━━━ Exercise material ━━━

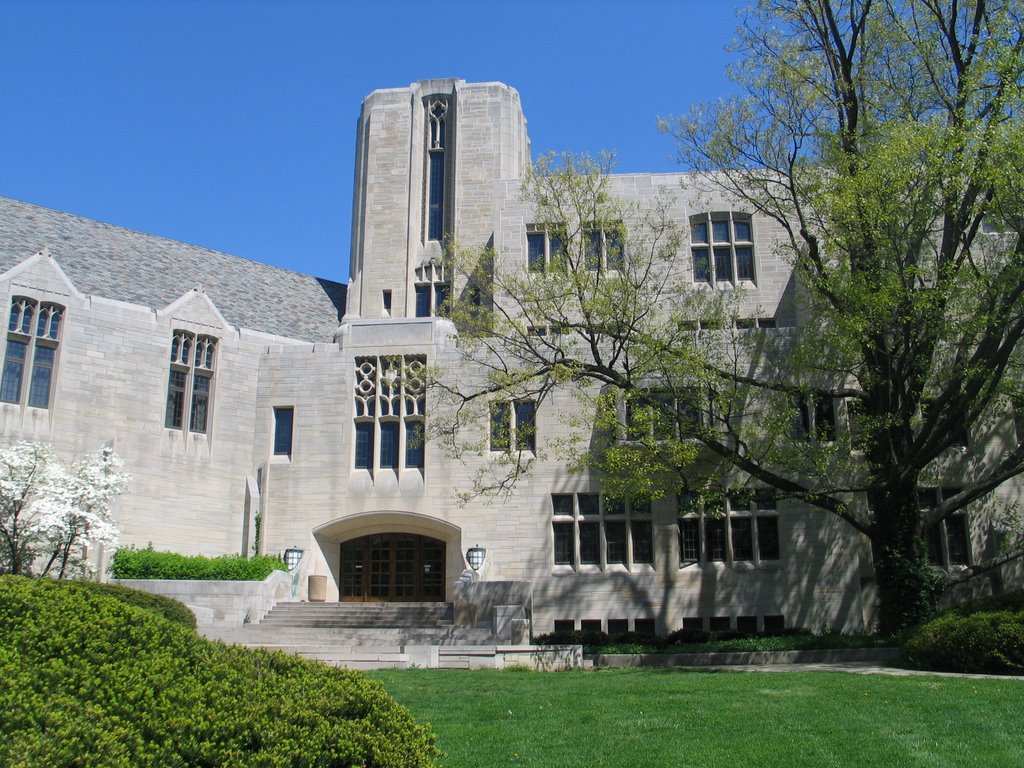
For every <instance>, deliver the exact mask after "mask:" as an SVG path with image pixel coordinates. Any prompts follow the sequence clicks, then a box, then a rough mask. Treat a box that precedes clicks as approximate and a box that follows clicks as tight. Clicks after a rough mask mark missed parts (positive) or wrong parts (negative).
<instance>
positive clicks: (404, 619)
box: [201, 603, 497, 669]
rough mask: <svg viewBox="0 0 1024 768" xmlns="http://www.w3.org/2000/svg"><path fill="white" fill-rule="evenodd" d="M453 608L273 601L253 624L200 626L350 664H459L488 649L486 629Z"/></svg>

━━━

§ Aim of the task
Output the data above in full. Skip every picture.

§ Problem solution
For every <instance>, deliver the exact mask after "mask:" as an SVG path with image pixel coordinates. Any prompts follow the sequence clicks, then a box, then a rough mask. Treat a box that precedes clicks as approximate and a box that follows clicks as tight. Clicks after a rough mask mark missed parts (positive) or wrong parts (negative).
<instance>
positive clicks: (404, 619)
box: [201, 603, 497, 669]
rough mask: <svg viewBox="0 0 1024 768" xmlns="http://www.w3.org/2000/svg"><path fill="white" fill-rule="evenodd" d="M453 608L273 601L253 624L200 626L350 664H459L488 649L486 629Z"/></svg>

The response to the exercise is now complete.